**WHAT THE TASK ASKS**. Please reproduce every entry below word for word, leaving the pictures out.

**GIVEN DATA**.

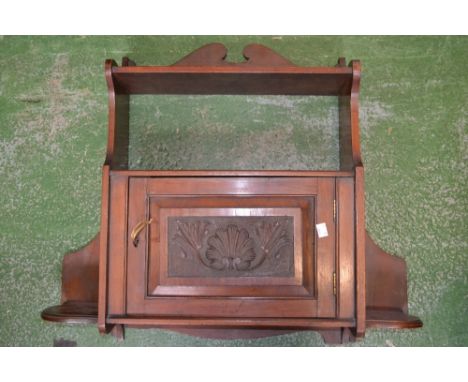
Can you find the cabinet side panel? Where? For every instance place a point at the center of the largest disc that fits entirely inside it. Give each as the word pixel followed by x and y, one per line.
pixel 360 253
pixel 345 247
pixel 117 244
pixel 325 247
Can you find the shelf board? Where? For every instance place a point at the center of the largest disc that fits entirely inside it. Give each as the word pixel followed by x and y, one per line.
pixel 391 318
pixel 233 173
pixel 72 312
pixel 253 80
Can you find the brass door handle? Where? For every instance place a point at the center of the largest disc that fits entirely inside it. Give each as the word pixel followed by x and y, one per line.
pixel 137 229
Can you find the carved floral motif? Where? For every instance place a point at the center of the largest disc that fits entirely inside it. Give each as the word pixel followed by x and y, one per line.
pixel 232 247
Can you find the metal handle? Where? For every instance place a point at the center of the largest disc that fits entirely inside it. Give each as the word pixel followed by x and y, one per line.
pixel 137 229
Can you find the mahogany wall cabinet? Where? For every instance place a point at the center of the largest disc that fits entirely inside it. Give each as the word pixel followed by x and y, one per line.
pixel 233 254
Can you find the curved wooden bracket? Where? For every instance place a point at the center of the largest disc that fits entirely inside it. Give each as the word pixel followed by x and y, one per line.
pixel 215 55
pixel 386 290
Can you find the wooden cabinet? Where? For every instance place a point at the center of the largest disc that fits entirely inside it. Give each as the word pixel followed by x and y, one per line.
pixel 234 253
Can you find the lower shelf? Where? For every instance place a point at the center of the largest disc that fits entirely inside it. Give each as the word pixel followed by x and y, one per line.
pixel 77 312
pixel 72 312
pixel 391 318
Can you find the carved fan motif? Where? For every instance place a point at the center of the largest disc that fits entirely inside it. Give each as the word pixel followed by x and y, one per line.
pixel 230 247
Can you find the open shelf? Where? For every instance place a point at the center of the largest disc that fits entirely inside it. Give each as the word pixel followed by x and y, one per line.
pixel 232 80
pixel 243 252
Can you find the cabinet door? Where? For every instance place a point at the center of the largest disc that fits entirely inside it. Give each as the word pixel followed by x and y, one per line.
pixel 231 247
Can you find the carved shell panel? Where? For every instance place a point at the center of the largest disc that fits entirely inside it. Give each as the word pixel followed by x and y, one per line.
pixel 231 246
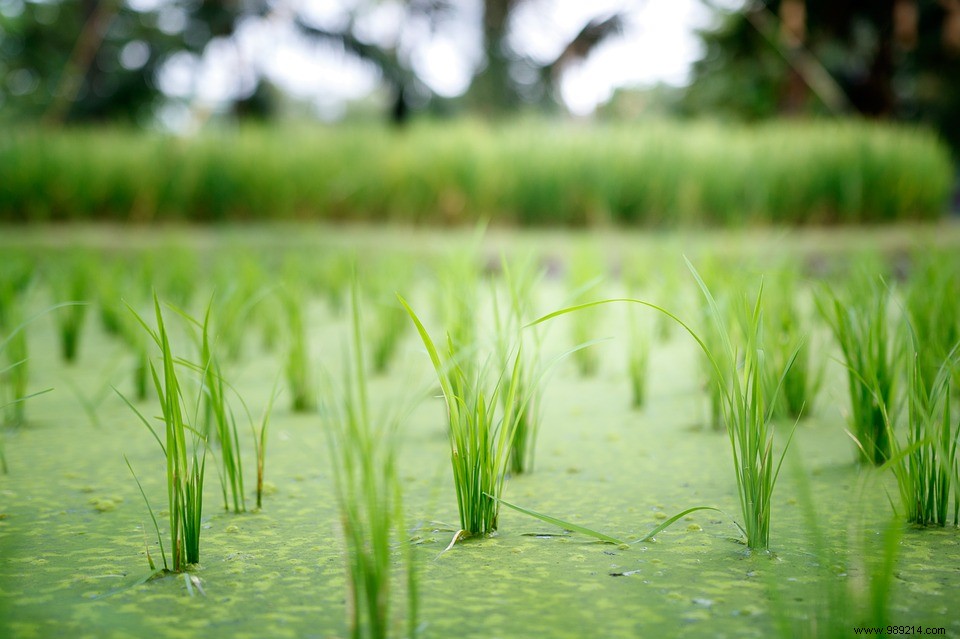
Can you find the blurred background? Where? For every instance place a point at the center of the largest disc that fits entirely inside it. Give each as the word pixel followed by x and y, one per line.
pixel 186 66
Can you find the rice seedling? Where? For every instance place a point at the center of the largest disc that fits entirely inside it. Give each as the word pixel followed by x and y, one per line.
pixel 854 585
pixel 387 325
pixel 931 301
pixel 520 281
pixel 260 443
pixel 746 407
pixel 480 435
pixel 184 449
pixel 926 464
pixel 859 323
pixel 787 327
pixel 363 458
pixel 303 397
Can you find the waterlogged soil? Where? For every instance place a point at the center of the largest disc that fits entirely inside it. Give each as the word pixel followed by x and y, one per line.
pixel 74 529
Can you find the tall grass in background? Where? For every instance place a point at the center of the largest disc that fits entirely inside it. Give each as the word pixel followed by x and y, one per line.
pixel 859 319
pixel 529 172
pixel 184 448
pixel 363 453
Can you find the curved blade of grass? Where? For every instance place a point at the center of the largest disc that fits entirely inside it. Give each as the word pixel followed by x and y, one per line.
pixel 566 525
pixel 650 535
pixel 684 325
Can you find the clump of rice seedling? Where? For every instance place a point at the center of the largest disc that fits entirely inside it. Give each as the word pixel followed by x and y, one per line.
pixel 387 325
pixel 860 325
pixel 363 457
pixel 746 407
pixel 926 465
pixel 934 310
pixel 185 452
pixel 480 435
pixel 303 398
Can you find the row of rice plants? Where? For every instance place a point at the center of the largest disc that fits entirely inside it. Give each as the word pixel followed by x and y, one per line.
pixel 532 173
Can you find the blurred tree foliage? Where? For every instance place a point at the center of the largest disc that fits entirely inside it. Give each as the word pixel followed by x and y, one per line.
pixel 887 59
pixel 506 79
pixel 82 60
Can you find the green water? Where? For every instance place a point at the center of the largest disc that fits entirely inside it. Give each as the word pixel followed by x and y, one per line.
pixel 72 540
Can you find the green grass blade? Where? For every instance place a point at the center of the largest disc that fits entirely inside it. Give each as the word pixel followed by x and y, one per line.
pixel 566 525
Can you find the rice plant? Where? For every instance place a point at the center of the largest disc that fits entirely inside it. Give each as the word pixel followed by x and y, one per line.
pixel 480 433
pixel 218 414
pixel 746 405
pixel 926 464
pixel 363 457
pixel 860 325
pixel 520 280
pixel 183 447
pixel 934 309
pixel 14 371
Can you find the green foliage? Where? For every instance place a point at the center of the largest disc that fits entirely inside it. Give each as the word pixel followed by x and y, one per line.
pixel 934 308
pixel 530 173
pixel 363 455
pixel 860 324
pixel 926 464
pixel 71 283
pixel 520 280
pixel 587 271
pixel 183 447
pixel 638 361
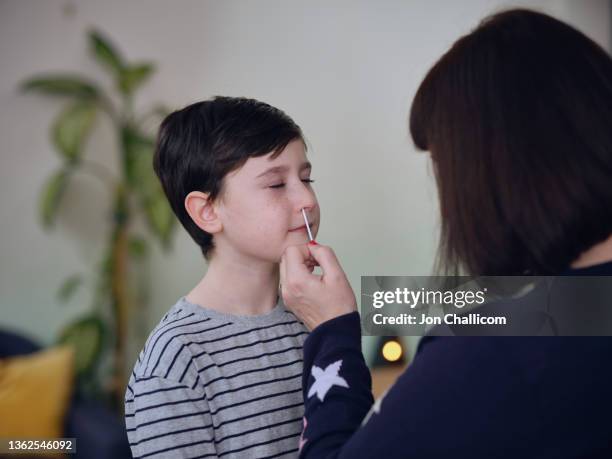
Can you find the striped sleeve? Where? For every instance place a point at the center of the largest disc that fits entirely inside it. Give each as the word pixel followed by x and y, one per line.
pixel 168 419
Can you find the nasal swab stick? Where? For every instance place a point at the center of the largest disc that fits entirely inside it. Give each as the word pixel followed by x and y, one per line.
pixel 307 226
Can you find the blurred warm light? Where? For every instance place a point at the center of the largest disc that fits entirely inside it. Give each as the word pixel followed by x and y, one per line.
pixel 392 351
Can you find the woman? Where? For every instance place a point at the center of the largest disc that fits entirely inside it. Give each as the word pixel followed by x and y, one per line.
pixel 516 118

**RESPONSE TO THE EXERCISE**.
Can you find the cabinet side panel? Where? For every instance place a point at the center of the largest disc that fits entirely inside it. Give each as the word pixel followed by x and y, one per line.
pixel 360 253
pixel 345 247
pixel 117 244
pixel 325 247
Can you find the shelf board? Where? For every instance place a point at the center of the largest disc that fits entirely inside it. Give each as the word pixel followed by x and y, one per line.
pixel 391 318
pixel 233 173
pixel 72 312
pixel 253 80
Can you find the brass door handle? Where? For every instance place a point at the center of the largest disc that fits entirely inside it. Give each as the word pixel followed by x and y, one per line.
pixel 137 229
Can you find the carved floral motif? Where? For every instance place a point at the center of the largest disc that fits entirely inside it. Give each as the word pixel followed by x and y, one per line.
pixel 232 247
Can you find the metal handle? Where? For every instance place a point at the center of the largest disc that fits entirely inside it. Give each as the word pixel followed by x and y, one per line.
pixel 137 229
Can you find the mahogany wall cabinet? Where? For every instance place a point at the center of the largest disc that fits entirely inside it. Give each as the word pixel followed by x and y, one per line.
pixel 233 254
Can you find the curved wooden bracket? Where? For every instance place a point at the center of the largest disc that fits entirely inside it. Give each as the word pixel followed by x and y, one per line.
pixel 215 55
pixel 386 290
Can you find the wooden cabinet? Where? For every instance place a point at the center of the largest disc that fits entirely inside it. Give each as the word pixel followed by x and y, one per line.
pixel 234 253
Can you find the lower shelf? Where? For every instance place a point at the center of the largest disc that fits entirely inside it. Give each as the word pixel followed by x and y, one per line.
pixel 77 312
pixel 72 312
pixel 391 318
Can you find the carved fan motif? Where? For every instance place a point at the center of the largest disc that fits entirely inside it. Give each as the word pixel followed by x and y, one per line.
pixel 230 247
Can you find the open shelf? Where? For every instance place a point at the center of the largest disc that fits entirely inside it. Give each as the word pixel followed by x and y, one per line.
pixel 232 80
pixel 243 252
Can you find the cabinet door? Where? For every instance place a point at the center of the largest disc that fits entirely inside it. Give each as the word pixel followed by x and y, one per line.
pixel 231 247
Can you find the carved shell panel? Where? For every instance place a point at the center of the largest disc that fits entirely inside it. Give each as the word pixel followed by x and y, one per line.
pixel 231 246
Can you find the blurred background? Where? For every instance place a point at the center of the largest disc that fits entirely inside it. Give each as the word pixel followed by x and y, one per line.
pixel 186 66
Can you find the rice seedling? Where? For every instance place a point at the center of the largest disc that fits entirely inside it. Give each as the word pixel followed by x and y, one per line.
pixel 854 585
pixel 387 325
pixel 931 301
pixel 520 281
pixel 260 443
pixel 746 407
pixel 480 435
pixel 184 449
pixel 926 464
pixel 859 323
pixel 787 327
pixel 363 458
pixel 303 397
Can you find the waterlogged soil? Where? For every instance place a point at the center of the largest disc that fits entirely inside it. Give each as the word pixel followed by x and y, one per line.
pixel 74 529
Can you find the tall grass in background? Where? For every instance place a point at the center of the largest disc that fits entirely inside it. Give each as the word pixel followed by x and y, one per line.
pixel 859 319
pixel 529 172
pixel 184 448
pixel 363 453
Can you find the curved blade of grass? Where? For every instance place a point at the center of the largest disc that fits entirely inside it. Give each as the word pixel followed by x and y, one per line.
pixel 566 525
pixel 650 535
pixel 684 325
Can you find the clump of rice seedling? Where? For every instance place a point at the center of the largest disc that fits entirely inside it. Give each as the word pixel followed by x and y, one per line.
pixel 387 325
pixel 860 325
pixel 363 457
pixel 746 407
pixel 926 465
pixel 934 310
pixel 185 452
pixel 480 435
pixel 303 398
Can you find the row of rice plants? Where? For every instance place a point at the center of the largest disc that fits entirely inside it. Give each as the word pixel followed by x and y, one per line.
pixel 532 173
Can you find the blurred tree foliage? Where? For every instance place a point at the center of the largest disc that fits entirely inside it. Give each as the word pixel followed by x and y, one per line.
pixel 887 59
pixel 506 79
pixel 82 60
Can you find the green water? Where? For every instance place a point at the center of the largest disc that fits entirely inside it. Give each as the word pixel followed by x and y, one per line.
pixel 72 540
Can you find the green grass blade? Where? For every instance place a point at the center of the largest disc that fits entirely inside it. Give each as the word pixel followed by x and y, one per line.
pixel 566 525
Can you find the rice plant? Where? For every instance place a point at the center of the largest disc that fits entirely inside it. Give each as the word pixel followed by x and y, one per line.
pixel 480 433
pixel 218 414
pixel 746 405
pixel 926 464
pixel 363 457
pixel 860 325
pixel 520 280
pixel 183 447
pixel 934 309
pixel 14 371
Can you find the green foliage? Where? For every instance place a point at the center of the largest disc that fits entirely inside it. Give each as the word pixel followed by x and y, one per line.
pixel 934 308
pixel 530 173
pixel 363 455
pixel 860 324
pixel 926 464
pixel 71 283
pixel 520 280
pixel 587 271
pixel 183 447
pixel 638 361
Can you find the striped sleeve? Where? For every instance place a point at the center of the largest disc that fits entirely inside it. Give each as the word pixel followed by x and y, one per line.
pixel 168 419
Can you find the nasal swab stick? Where? For every instance place a point at the center of the largest disc that fits entirely inside it. Give each as the word pixel followed by x and y, one per line.
pixel 307 226
Can you find the blurred warm light? Where? For every instance place a point at the center of the largest disc that fits entirely inside it. Give each as the word pixel followed by x and y, one per line.
pixel 392 351
Can you find the woman? Where? For every instance place a point at the center of the largest disc that fits entirely inside it. Give each as the word pixel followed by x and y, one per line.
pixel 516 118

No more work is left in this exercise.